Requirement 1
Print the part of the suffix tree post between "Suffix tree: an" and "some part is confusing.", inclusive, with the wording unchanged.

Provided passage
------
Wednesday, August 31, 2011

Suffix tree: an illustration of the algorithm

I recently did some study on suffix tree, and found Ukkonen's linear time online algorithm quite hard to understand. Mark Nelson has a good article about this, however, in my opinion the writing is not so great and some part is confusing.

For example, the active point and end point concepts are very important. It is defined as 'the first non-leaf node'. However it is not actually a node when you are looking at the tree, because there may be some 'implicit nodes', which you cannot find anywhere when you draw a tree. Indeed, it should be viewed from the suffix's point.

I have to read his source code to completely understand how it works. To better demonstrate, I designed the following example to illustrate the algorithm.
This is how the algorithm works step by step when the input string is 'cacao'. Hope this helps.


20110831-esemmwq7yh2ks751s5atwuw39i.png

Other useful resource include this tutorial and online suffix tree computation form. Here's an excellent java applet that can generate the suffix tree on the fly. Finally, another detailed tutorial is given by Prof Sartaj Sahni, but I found the presentation introduced lots of symbols and quite hard to follow. A lecture note from Prof. Shaojie Zhang is written clearly, though not many details given.

Here is some points that I want to clarify about the algorithm and suffix tree, assuming you know how a suffix tree looks like:
- Intuitively, suffix tree is a compressed trie. You can construct it trivially by inserting each suffix one by one into a trie tree, then compress it. However, this takes quadratic time.
------
Exercise materials
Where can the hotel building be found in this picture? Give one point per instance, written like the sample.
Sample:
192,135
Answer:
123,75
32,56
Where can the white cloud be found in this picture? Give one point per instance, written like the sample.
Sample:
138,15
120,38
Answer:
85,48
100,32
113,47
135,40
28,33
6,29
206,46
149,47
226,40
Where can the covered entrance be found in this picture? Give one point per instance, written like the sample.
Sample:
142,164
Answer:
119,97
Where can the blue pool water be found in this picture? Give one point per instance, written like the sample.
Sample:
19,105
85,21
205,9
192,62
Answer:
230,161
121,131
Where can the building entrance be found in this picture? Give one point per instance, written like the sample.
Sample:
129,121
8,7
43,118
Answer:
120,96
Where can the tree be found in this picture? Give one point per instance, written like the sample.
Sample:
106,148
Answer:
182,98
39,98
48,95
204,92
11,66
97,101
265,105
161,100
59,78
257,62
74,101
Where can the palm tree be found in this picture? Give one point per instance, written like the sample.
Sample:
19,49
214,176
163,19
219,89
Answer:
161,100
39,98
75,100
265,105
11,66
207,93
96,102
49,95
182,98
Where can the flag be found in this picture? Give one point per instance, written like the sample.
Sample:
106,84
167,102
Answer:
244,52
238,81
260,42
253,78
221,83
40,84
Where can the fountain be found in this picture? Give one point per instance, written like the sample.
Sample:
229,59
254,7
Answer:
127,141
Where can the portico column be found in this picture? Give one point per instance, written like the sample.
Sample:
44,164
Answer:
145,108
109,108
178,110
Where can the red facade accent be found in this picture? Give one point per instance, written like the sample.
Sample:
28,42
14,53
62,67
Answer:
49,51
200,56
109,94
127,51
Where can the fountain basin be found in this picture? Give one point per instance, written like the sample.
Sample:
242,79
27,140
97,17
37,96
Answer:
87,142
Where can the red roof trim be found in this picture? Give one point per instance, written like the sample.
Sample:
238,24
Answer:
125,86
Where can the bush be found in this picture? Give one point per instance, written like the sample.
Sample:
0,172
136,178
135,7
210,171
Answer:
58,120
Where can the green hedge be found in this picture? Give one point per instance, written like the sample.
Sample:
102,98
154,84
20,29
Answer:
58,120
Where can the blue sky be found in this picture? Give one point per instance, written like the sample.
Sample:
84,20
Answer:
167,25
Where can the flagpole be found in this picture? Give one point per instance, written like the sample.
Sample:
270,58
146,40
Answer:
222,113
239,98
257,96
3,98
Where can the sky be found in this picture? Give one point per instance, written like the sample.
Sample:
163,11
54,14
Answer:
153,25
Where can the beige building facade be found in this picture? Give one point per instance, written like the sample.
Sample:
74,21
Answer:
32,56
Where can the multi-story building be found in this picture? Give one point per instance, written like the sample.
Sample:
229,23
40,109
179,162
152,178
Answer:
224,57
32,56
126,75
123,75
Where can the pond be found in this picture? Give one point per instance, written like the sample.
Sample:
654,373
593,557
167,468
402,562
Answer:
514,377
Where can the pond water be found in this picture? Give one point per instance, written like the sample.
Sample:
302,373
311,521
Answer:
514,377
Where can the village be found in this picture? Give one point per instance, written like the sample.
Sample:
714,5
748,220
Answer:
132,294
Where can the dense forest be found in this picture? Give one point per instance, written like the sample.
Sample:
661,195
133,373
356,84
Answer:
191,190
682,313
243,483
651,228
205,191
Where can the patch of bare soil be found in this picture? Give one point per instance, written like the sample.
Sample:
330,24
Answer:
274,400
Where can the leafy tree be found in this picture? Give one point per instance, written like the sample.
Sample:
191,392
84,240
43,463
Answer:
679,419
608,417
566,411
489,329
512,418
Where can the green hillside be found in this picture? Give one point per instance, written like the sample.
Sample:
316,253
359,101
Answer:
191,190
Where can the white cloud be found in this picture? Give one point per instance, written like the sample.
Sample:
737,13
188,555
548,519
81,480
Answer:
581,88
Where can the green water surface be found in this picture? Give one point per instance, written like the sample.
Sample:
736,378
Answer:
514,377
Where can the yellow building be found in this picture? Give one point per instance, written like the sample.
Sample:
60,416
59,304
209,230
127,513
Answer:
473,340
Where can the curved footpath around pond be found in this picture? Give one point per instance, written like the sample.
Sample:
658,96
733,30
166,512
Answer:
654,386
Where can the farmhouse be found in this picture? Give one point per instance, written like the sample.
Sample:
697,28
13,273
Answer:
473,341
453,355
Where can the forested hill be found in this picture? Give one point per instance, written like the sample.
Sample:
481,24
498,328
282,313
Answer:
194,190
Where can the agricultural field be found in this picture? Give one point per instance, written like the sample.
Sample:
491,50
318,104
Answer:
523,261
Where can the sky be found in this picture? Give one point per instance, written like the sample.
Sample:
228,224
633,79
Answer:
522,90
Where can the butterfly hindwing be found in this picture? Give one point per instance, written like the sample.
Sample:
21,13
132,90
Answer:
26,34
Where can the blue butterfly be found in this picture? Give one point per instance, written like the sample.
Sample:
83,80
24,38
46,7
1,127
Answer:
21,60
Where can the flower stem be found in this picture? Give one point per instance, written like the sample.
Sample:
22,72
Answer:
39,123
------
Requirement 2
Count the lines in the entries above that contain the string "fountain". Reply with only the number.

Written answer 1
Suffix tree: an illustration of the algorithm

I recently did some study on suffix tree, and found Ukkonen's linear time online algorithm quite hard to understand. Mark Nelson has a good article about this, however, in my opinion the writing is not so great and some part is confusing.

Written answer 2
2